• _Aim_:
Pictures stay out of the copy; set down each line of the listing below exactly.

• _Position annotation records_:
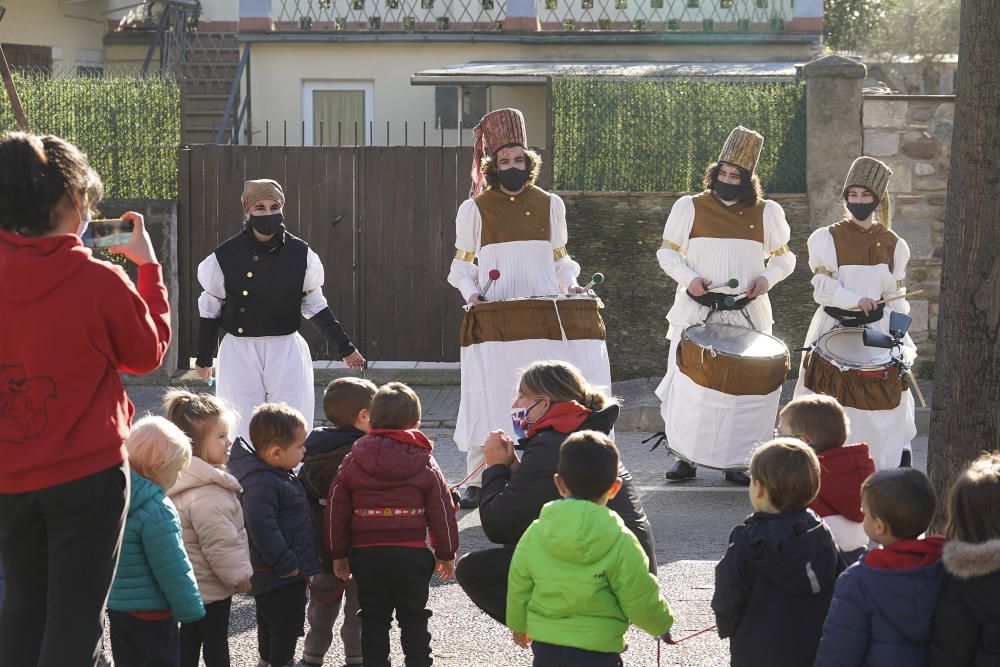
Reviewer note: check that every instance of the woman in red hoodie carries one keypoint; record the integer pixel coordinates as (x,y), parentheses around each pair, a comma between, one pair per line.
(70,324)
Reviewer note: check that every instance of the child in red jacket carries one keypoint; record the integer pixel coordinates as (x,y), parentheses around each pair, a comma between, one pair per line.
(388,492)
(822,423)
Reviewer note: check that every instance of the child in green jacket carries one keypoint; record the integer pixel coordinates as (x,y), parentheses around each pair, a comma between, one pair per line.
(579,576)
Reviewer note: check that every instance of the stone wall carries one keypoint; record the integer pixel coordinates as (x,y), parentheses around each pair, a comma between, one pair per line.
(912,134)
(618,234)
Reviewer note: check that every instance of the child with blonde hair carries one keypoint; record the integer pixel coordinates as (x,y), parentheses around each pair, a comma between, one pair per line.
(154,586)
(207,498)
(966,628)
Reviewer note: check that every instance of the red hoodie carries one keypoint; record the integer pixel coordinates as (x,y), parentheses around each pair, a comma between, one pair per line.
(842,470)
(389,491)
(68,324)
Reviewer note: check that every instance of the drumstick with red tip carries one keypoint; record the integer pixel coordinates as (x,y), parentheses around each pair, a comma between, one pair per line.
(732,282)
(595,279)
(494,276)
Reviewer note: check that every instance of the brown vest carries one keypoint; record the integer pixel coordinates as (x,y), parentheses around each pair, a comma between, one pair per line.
(524,217)
(857,246)
(713,219)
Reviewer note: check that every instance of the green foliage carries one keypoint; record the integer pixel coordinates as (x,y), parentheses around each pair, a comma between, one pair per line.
(129,126)
(849,25)
(648,135)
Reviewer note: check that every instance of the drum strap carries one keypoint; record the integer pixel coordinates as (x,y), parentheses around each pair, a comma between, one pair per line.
(855,318)
(717,301)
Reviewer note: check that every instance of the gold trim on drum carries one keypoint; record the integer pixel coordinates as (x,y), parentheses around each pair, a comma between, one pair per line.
(780,251)
(532,319)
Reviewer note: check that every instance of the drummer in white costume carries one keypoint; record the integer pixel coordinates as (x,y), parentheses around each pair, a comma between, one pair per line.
(520,230)
(855,263)
(258,285)
(728,231)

• _Full solution_:
Reviewer note: check that every instance of the woman in red hoodie carries one keypoint; record the integer pixel coordinates as (x,y), parentheses around each pair, a comma between, one pair per line.
(70,324)
Reviewer note: check that every instance of the child in red jacket carries one keypoint; record the integer pixel coordinates as (x,y), parentheses around each pair, a comma between, one pair per line.
(388,492)
(822,423)
Reviewer note: check that every instance of the child in green jacket carries one keypoint; record the integer pixel coordinates as (x,y), parentheses around each pair, a comma between, one pair per line.
(579,576)
Reviewer note: check that every instance of the stone wall carries one keypoint; record the integer pixel coordinates as (x,y), parentheses around each pair, a comma between, one pair per line.
(912,134)
(618,234)
Reviewer note: check that every instance of the child with blonde hair carries one keypoint; record the integer pixel coordinates as (x,y), parentheses around each pair, a comma between, one pair per line.
(154,586)
(207,498)
(966,628)
Reviewer note: check that every instance of the red hoodie carries one keypoint; record the integer pixel coordinates as (x,y), parentheses around each pair, a comma between, one pair per line.
(842,470)
(389,491)
(68,324)
Reviewer note: check that every instance of the drumstick with red tip carries one keypoint; record the integer pixel coordinates as (x,y), parentheses around each pair, a comma between, one pair per line.
(732,282)
(595,279)
(494,276)
Reviewer note: check that every instance of the brown vest carries one keypoint; record the integer pixel coordinates as (x,y), parentheses around each pair, a comma between, one pair per line.
(524,217)
(857,246)
(713,219)
Reviewer note: check that every instance of the green foliage carries one keypoint; record the integer pixel coordinates as (x,y), parentheses around each pair, a comma between, one pair per line.
(129,126)
(849,25)
(648,135)
Reviewer note: check that every instance of the drum strap carries one keypoint; record the integer pixel coordinates as (x,y), parentheses around each pair, a comma between, one pair per line.
(855,318)
(717,301)
Reviewer note: check that every instance of the gold trim on drum carries one keypoint; record the integer pixel coordinates as (x,y), parentheses around each pair, a comma between, one pair per line.
(780,251)
(532,319)
Reviewer note: check that every instance of the drummer in white costume carries one keypoint; record the integer pixel coordinates as (x,y), parentheses around each pair, a comma between, one pair per line.
(520,230)
(855,263)
(258,285)
(728,231)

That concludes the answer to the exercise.